> _WHAT TO DO_: Filter the entries for the word "below". Copy each line in which it occurs.

> _DATA FOR THE TASK_:
********
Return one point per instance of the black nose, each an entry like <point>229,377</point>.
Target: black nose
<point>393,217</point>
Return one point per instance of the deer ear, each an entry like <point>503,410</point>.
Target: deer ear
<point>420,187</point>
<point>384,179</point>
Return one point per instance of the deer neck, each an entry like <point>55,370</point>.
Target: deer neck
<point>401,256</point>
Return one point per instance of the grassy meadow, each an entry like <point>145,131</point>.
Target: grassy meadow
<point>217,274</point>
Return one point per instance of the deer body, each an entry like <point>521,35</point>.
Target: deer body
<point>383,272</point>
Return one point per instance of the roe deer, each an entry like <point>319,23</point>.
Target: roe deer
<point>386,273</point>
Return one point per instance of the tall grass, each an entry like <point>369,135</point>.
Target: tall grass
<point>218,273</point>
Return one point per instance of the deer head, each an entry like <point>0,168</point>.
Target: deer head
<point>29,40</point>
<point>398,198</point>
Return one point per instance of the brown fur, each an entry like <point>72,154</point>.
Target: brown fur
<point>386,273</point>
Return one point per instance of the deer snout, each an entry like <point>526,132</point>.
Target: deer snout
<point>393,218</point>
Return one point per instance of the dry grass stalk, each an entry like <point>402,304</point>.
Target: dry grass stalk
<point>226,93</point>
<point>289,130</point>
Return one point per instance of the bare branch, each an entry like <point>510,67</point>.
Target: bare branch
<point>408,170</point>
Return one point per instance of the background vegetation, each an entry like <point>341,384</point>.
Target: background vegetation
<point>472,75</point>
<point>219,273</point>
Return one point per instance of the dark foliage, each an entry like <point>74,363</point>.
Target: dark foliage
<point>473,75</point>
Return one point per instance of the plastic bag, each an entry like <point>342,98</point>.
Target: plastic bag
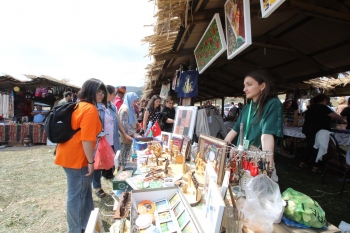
<point>104,157</point>
<point>263,204</point>
<point>303,209</point>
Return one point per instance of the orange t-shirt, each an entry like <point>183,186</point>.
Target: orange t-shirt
<point>71,154</point>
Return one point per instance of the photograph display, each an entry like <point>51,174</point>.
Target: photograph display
<point>185,120</point>
<point>269,6</point>
<point>238,31</point>
<point>213,150</point>
<point>211,45</point>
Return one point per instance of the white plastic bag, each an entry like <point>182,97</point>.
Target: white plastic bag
<point>263,204</point>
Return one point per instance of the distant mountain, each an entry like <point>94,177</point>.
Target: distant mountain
<point>137,90</point>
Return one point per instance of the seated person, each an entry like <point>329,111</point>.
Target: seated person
<point>317,117</point>
<point>39,114</point>
<point>345,113</point>
<point>67,98</point>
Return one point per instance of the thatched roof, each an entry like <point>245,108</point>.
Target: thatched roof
<point>32,81</point>
<point>301,40</point>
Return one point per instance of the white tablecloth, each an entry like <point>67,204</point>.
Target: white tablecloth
<point>342,138</point>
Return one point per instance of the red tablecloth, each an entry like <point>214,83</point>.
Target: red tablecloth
<point>15,133</point>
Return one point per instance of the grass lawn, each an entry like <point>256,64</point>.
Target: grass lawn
<point>33,191</point>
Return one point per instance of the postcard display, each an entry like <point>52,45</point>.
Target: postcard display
<point>165,209</point>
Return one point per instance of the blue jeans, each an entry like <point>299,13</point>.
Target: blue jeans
<point>96,177</point>
<point>79,199</point>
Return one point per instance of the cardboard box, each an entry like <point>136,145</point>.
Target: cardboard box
<point>157,195</point>
<point>141,143</point>
<point>119,181</point>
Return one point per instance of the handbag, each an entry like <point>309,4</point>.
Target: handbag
<point>104,157</point>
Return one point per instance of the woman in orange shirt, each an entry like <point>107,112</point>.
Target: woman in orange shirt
<point>76,155</point>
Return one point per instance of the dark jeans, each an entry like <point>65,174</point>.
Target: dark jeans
<point>79,199</point>
<point>96,176</point>
<point>310,152</point>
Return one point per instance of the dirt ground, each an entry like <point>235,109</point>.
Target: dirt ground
<point>33,191</point>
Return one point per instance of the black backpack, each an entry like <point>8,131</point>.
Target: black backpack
<point>58,123</point>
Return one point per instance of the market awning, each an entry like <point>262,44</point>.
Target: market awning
<point>301,40</point>
<point>32,81</point>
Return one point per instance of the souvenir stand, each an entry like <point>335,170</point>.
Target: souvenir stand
<point>17,97</point>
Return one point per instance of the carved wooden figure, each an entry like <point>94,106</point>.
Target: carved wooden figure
<point>184,188</point>
<point>189,180</point>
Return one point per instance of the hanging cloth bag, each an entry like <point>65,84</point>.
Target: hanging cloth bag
<point>104,156</point>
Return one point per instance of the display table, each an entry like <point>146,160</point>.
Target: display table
<point>15,133</point>
<point>342,136</point>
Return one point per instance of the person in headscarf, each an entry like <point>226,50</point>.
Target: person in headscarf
<point>129,123</point>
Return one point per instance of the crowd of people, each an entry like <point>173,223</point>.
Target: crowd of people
<point>121,116</point>
<point>103,111</point>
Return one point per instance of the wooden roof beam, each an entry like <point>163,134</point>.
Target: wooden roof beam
<point>171,55</point>
<point>166,70</point>
<point>318,74</point>
<point>320,10</point>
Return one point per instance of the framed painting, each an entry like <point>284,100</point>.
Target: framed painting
<point>214,150</point>
<point>185,120</point>
<point>238,31</point>
<point>209,175</point>
<point>177,140</point>
<point>165,138</point>
<point>211,45</point>
<point>186,147</point>
<point>269,6</point>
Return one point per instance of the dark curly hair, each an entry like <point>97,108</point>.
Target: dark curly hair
<point>89,90</point>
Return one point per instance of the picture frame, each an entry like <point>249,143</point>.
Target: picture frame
<point>183,219</point>
<point>214,208</point>
<point>225,184</point>
<point>178,209</point>
<point>174,200</point>
<point>215,150</point>
<point>185,120</point>
<point>164,216</point>
<point>186,146</point>
<point>211,45</point>
<point>165,138</point>
<point>237,24</point>
<point>209,175</point>
<point>167,226</point>
<point>268,6</point>
<point>177,140</point>
<point>162,205</point>
<point>189,228</point>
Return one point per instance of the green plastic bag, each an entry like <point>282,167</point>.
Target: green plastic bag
<point>303,209</point>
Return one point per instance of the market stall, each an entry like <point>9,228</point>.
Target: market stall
<point>18,97</point>
<point>17,133</point>
<point>174,195</point>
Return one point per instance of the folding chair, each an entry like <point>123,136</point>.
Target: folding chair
<point>336,161</point>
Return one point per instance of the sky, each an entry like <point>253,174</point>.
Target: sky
<point>76,40</point>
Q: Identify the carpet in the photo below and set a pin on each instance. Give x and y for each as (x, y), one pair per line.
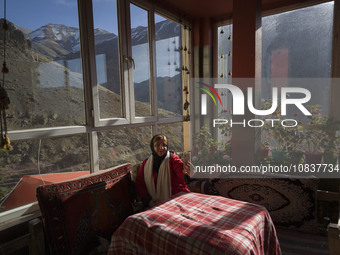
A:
(290, 202)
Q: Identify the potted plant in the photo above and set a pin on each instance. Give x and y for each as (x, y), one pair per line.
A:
(295, 137)
(315, 136)
(330, 141)
(275, 135)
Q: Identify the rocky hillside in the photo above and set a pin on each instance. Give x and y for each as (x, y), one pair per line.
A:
(46, 93)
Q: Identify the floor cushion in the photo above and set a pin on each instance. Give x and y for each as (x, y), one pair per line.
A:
(76, 212)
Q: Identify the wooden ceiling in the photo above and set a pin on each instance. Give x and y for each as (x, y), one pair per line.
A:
(218, 8)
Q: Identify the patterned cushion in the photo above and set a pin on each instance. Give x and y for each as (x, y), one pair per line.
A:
(75, 212)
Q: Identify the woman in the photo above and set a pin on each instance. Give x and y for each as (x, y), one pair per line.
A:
(161, 175)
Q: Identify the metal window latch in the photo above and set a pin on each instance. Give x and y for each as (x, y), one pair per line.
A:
(130, 60)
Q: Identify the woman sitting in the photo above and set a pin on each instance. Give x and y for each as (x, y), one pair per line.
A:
(161, 175)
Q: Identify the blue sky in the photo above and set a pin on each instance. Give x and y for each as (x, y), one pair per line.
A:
(33, 14)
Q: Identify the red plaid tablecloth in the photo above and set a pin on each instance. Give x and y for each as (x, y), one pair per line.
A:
(194, 223)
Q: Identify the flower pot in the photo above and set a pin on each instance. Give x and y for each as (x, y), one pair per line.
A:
(313, 157)
(295, 156)
(278, 156)
(329, 158)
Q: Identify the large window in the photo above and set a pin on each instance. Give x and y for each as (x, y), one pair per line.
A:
(83, 91)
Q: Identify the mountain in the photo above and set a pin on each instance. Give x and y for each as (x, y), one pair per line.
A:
(45, 93)
(57, 41)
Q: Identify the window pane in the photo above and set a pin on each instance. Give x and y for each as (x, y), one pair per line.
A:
(44, 83)
(124, 145)
(169, 67)
(298, 44)
(174, 134)
(224, 66)
(140, 54)
(32, 162)
(107, 58)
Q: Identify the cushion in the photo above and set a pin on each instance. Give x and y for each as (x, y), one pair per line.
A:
(76, 212)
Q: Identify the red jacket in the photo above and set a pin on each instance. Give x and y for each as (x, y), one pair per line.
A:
(176, 174)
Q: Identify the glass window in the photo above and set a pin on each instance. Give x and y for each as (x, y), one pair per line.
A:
(44, 83)
(169, 67)
(141, 60)
(124, 145)
(224, 66)
(39, 161)
(298, 45)
(107, 58)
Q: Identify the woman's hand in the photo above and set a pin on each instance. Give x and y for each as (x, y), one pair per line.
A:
(186, 167)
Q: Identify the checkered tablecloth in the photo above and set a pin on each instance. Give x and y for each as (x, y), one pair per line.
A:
(194, 223)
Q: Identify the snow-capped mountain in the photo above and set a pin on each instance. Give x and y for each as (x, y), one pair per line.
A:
(55, 36)
(55, 40)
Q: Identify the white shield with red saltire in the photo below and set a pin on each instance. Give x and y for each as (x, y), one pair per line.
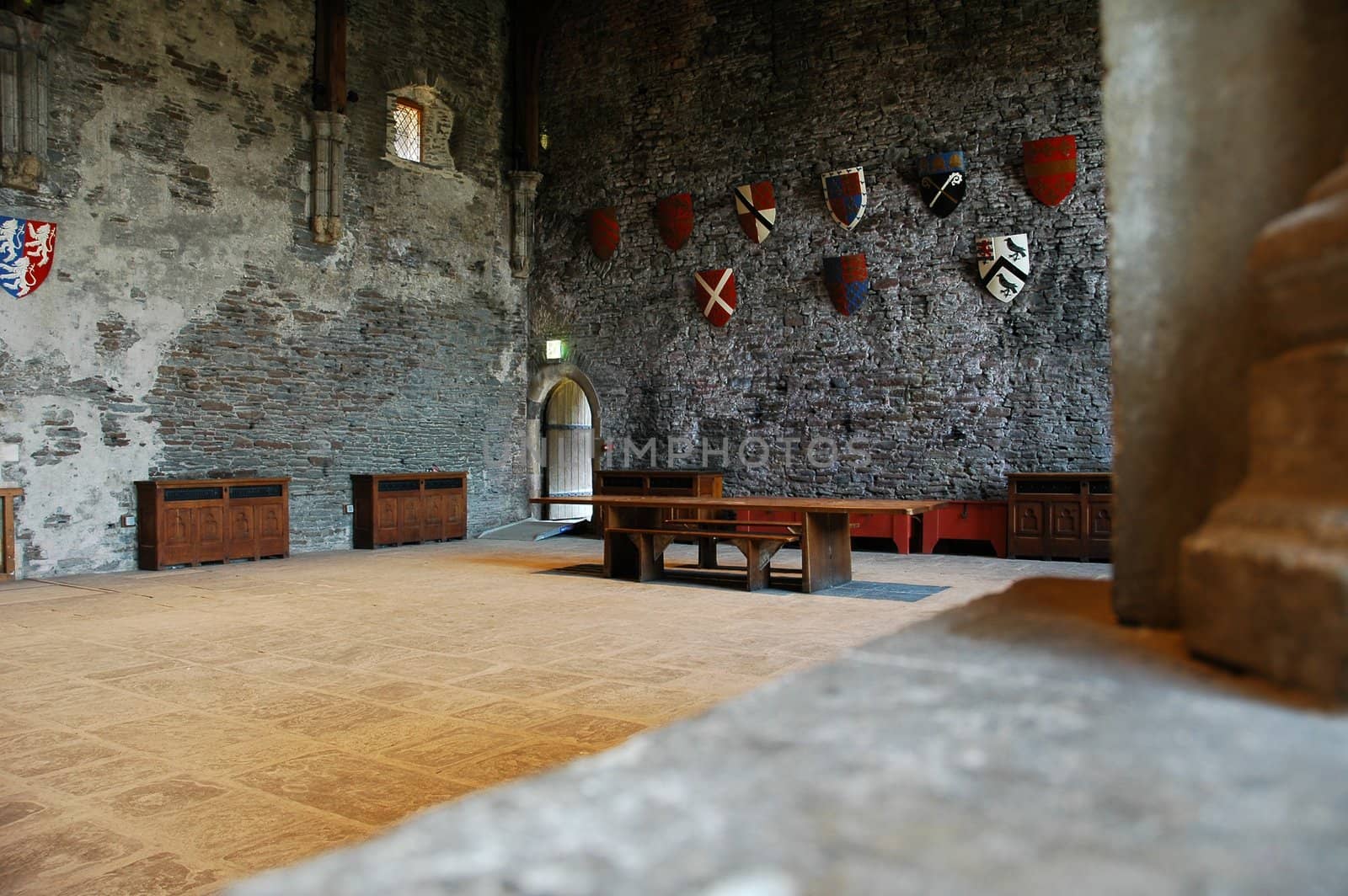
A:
(716, 294)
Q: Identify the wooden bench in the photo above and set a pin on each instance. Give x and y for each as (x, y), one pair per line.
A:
(758, 547)
(821, 525)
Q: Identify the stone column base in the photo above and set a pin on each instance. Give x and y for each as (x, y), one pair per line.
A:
(1266, 577)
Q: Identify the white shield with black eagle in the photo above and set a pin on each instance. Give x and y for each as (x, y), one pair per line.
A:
(1004, 264)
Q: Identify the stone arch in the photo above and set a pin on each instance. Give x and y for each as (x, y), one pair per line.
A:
(543, 381)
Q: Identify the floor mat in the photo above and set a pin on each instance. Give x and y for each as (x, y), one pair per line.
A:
(532, 530)
(883, 590)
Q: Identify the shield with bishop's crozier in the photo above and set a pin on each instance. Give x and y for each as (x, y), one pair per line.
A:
(27, 249)
(844, 190)
(1004, 264)
(674, 215)
(603, 229)
(941, 181)
(757, 209)
(847, 280)
(1051, 166)
(716, 294)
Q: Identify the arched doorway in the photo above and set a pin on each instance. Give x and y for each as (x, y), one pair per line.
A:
(570, 451)
(541, 387)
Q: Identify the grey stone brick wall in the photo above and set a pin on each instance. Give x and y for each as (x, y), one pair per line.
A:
(192, 328)
(949, 387)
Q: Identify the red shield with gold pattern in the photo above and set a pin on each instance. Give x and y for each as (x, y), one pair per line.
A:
(1051, 166)
(716, 294)
(674, 216)
(603, 229)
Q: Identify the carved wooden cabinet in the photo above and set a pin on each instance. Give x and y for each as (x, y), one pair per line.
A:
(8, 552)
(402, 509)
(1065, 515)
(212, 520)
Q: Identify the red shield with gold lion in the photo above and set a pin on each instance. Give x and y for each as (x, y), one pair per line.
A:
(1051, 166)
(603, 231)
(674, 216)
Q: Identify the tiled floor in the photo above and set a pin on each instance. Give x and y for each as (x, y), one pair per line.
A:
(166, 732)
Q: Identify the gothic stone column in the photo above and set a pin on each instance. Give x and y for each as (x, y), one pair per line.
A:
(329, 145)
(523, 193)
(1266, 577)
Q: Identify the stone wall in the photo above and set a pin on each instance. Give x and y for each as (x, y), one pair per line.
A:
(949, 387)
(192, 328)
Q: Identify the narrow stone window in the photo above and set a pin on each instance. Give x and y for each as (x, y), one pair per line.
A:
(418, 130)
(408, 130)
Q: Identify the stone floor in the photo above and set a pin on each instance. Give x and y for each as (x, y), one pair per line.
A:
(168, 732)
(1024, 744)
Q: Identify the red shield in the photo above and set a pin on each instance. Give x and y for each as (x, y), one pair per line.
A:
(757, 209)
(847, 280)
(716, 294)
(674, 215)
(1051, 166)
(603, 229)
(27, 249)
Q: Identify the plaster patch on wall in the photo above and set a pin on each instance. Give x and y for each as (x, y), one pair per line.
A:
(74, 484)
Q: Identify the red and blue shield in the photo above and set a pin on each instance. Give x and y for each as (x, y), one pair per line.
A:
(1051, 166)
(847, 280)
(674, 216)
(844, 190)
(716, 294)
(27, 249)
(603, 229)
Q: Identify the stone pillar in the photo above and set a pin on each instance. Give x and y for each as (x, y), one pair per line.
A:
(523, 193)
(329, 145)
(24, 101)
(1265, 583)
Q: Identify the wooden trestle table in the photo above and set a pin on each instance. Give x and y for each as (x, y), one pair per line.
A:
(639, 527)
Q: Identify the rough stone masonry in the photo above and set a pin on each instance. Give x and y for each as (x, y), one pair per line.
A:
(192, 327)
(949, 387)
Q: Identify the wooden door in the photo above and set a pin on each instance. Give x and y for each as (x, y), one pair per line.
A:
(273, 525)
(1100, 530)
(1067, 536)
(570, 435)
(410, 516)
(1028, 529)
(435, 515)
(179, 536)
(386, 519)
(243, 531)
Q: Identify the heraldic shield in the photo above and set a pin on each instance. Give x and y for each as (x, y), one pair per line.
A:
(846, 195)
(674, 216)
(27, 249)
(847, 280)
(716, 294)
(757, 209)
(1004, 264)
(941, 181)
(603, 229)
(1051, 166)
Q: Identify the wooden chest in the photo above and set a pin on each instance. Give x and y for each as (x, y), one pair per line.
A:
(404, 509)
(1067, 515)
(211, 520)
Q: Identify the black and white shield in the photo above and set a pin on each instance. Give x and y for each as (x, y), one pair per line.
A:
(1004, 264)
(941, 181)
********
> _WRITTEN SOLUTION_:
Q: Identify the carpet in the photo below and set a pin on each instance. Give x and y for each as (x, y), one pair per line.
Q: Identify the white shield with red saltire in the photo below and set a pin on each instance. Give x and y for each as (x, y), one pair per line.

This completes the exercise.